Exercise >>
Out of the listing below, copy every line that carries the string "rubber".

Excerpted records >>
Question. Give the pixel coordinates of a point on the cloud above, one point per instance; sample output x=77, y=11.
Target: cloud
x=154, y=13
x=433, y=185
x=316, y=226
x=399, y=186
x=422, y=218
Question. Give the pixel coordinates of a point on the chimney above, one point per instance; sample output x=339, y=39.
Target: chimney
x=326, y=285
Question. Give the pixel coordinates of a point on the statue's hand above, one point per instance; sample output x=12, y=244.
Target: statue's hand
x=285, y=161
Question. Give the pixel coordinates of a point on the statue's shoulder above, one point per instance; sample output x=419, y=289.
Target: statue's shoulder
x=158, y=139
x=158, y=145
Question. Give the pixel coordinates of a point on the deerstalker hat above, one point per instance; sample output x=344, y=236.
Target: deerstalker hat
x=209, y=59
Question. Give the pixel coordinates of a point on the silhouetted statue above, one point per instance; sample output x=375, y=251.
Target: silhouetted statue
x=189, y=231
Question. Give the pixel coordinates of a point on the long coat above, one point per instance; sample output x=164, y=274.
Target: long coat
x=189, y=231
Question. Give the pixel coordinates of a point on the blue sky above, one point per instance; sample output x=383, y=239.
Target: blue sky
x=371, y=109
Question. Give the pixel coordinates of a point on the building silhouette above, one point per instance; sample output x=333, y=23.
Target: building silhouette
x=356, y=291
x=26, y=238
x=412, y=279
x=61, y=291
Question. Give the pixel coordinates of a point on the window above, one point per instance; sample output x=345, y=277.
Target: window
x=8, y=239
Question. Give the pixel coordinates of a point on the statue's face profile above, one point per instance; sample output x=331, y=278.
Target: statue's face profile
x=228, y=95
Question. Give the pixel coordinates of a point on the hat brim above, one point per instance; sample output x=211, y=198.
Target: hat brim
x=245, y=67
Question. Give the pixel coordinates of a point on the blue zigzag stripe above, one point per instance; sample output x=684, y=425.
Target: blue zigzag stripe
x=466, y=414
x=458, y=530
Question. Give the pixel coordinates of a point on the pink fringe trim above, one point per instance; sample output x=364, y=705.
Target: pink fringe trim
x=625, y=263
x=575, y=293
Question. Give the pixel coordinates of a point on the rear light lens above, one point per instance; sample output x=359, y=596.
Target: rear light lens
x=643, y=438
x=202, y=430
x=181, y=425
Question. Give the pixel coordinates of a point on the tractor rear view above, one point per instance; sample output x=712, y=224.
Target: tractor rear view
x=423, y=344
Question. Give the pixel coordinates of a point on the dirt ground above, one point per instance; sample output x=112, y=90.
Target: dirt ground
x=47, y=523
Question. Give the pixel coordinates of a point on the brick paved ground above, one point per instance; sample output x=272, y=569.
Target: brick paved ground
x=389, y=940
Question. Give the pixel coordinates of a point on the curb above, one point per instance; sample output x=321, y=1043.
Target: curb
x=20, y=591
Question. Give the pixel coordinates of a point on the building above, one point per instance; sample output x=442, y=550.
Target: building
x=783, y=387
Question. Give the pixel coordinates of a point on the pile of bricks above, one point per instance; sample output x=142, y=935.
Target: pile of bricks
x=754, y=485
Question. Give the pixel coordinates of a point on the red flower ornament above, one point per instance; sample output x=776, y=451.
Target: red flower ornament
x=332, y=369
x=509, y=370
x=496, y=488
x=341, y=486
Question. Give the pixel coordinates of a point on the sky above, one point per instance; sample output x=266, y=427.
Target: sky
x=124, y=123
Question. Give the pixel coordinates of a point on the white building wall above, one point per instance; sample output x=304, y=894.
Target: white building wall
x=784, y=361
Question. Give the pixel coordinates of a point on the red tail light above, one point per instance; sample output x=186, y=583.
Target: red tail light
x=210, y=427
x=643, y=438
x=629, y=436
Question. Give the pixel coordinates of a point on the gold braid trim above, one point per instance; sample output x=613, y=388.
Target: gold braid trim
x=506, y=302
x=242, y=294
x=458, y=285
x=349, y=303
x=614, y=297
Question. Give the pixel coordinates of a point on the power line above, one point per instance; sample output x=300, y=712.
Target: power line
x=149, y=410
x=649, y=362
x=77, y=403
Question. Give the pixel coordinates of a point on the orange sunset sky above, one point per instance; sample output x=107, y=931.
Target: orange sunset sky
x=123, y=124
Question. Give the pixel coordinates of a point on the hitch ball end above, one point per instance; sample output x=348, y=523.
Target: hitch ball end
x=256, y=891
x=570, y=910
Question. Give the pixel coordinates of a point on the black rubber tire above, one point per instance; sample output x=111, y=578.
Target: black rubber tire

Task solution >>
Question. Give the pixel coordinates of a point on the black rubber tire above, one point per instance; sample output x=111, y=578.
Target: black rubber tire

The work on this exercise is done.